___ 出典本文
相手は、ついこの間、高校を卒業したばかりのうら若い乙女たちのはず。その乙女たちを前にして、「房事過度による衰弱を腎虚という」であるとか、「陰嚢のしわが伸び縮みして睾丸を適温に保つ」であるとか講義を展開しておられるとか。
疑問を呈しておいてなんだけど、私も、実は知っている。うら若き乙女たちも、興味津々であるということを。もちろん、看護師希望者に、最近、男性が多く含まれるのは承知の上だが、上野正彦さんが教壇に立たれた頃は、ほとんどが乙女たちだったはず。
しかも、それが、彼女たちが国家試験に合格して、希望する看護師になるために、絶対に必要な知識であるならば、解剖学の講師としては絶対に語らなければならない話ということになる。
そんな前提で、上野さんは、看護学校では難解で敬遠されがちな解剖学を、看護学生たちにとって身近なものとして提示してやっていたということなんだろう。
たとえば、こんな話はどうだろう。
“家”制度が堅牢だった頃、跡取りを残すことは、夫婦にとって何よりも大事なことだった。しかし、当時、生まれてくるこの性別は、生まれてみないと分からなかった。それでも早く知りたいというのが人情で、母親の顔がきつくなったら男なんて言われる向きまであった。
それよりも、産み分けの工夫まであったそうだ。昔、右の睾丸には男の種が、左の睾丸には女の種が入っていると信じ、男子の誕生を希望する男たちが、左の睾丸をひもで縛って性行為に及んだという。それでは、両方縛れば避妊になるという説もあったんだろうか。
______
___ 掲載データ
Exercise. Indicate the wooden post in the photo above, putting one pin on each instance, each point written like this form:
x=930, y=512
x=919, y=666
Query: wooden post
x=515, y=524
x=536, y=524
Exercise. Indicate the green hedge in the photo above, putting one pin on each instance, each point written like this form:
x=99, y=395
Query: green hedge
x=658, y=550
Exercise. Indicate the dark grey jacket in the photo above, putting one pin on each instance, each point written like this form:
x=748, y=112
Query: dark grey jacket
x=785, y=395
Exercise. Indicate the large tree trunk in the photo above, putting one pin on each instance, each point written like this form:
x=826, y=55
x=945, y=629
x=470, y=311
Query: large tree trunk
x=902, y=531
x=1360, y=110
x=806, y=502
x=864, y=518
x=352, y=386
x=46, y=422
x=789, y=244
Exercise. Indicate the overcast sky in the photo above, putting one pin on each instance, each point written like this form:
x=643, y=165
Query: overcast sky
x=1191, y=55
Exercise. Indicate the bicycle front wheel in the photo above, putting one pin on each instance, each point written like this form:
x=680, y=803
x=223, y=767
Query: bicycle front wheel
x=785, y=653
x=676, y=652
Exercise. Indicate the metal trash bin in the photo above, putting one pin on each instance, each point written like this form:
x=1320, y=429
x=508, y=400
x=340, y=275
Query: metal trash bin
______
* [取り組む課題]
A) 解剖学の講義をめぐる文章によれば、昔、男子の誕生を望む男たちは性行為の際に何をしたとされているか答えよ。
B) 解剖学の講義をめぐる文章から、「疑問を呈しておいてなんだけど」で始まり「たとえば、こんな話はどうだろう。」で終わる部分をそのまま引用せよ。
C) 解剖学の講義をめぐる文章を、最後に示された文の後から書き継げ。
ここに示した資料は、解剖学の講義をめぐる文章とは別のものである。

* [問題の解答]
A) 左の睾丸をひもで縛って性行為に及んだ。

B)
疑問を呈しておいてなんだけど、私も、実は知っている。うら若き乙女たちも、興味津々であるということを。もちろん、看護師希望者に、最近、男性が多く含まれるのは承知の上だが、上野正彦さんが教壇に立たれた頃は、ほとんどが乙女たちだったはず。
しかも、それが、彼女たちが国家試験に合格して、希望する看護師になるために、絶対に必要な知識であるならば、解剖学の講師としては絶対に語らなければならない話ということになる。
そんな前提で、上野さんは、看護学校では難解で敬遠されがちな解剖学を、看護学生たちにとって身近なものとして提示してやっていたということなんだろう。
たとえば、こんな話はどうだろう。

C)
うら若き乙女たちも、解剖学の講義を心待ちにしたんじゃないだろうか。
もちろん解剖を行なうものの、あくまでも上野さんの専門は法医学。法医学者として、死体の声を聞き取るのが仕事。中でも、この本が書かれた当時、いじめを苦にした自殺であるとか、いじめによる死亡例、はてはいじめられっ子が我慢の限界を超えて逆襲に出てしまった殺人事件まで起こっていたらしい。
新聞は、「めった刺し」、「うっぷん晴らし」、「目突く」などの言葉を並べ、“残虐な惨殺”に仕立て上げたそうだ。
惨殺されている被害者が強者で、殺した側の加害者が弱者。弱者が逆襲に出るときの心理は、確実に殺さなければ自分が確実に殺されるという切迫観念に追い込まれている。恨みを晴さんがためにめった刺しにしているのではない。性格が残虐であるがために、惨殺したのではない。弱者が強者に立ち向かうときの精神構造がそうさせている。死んでもまだ、目をむく死体。弱者には、まだ生きていて、睨んでいると思える。
上野さんは、この事件を憎んだ。加害者をではない。・・・事件を。事件の起こる社会的背景を・・・。
そういう人でないと、なかなか死体の声は聞こえてこないんだろうな。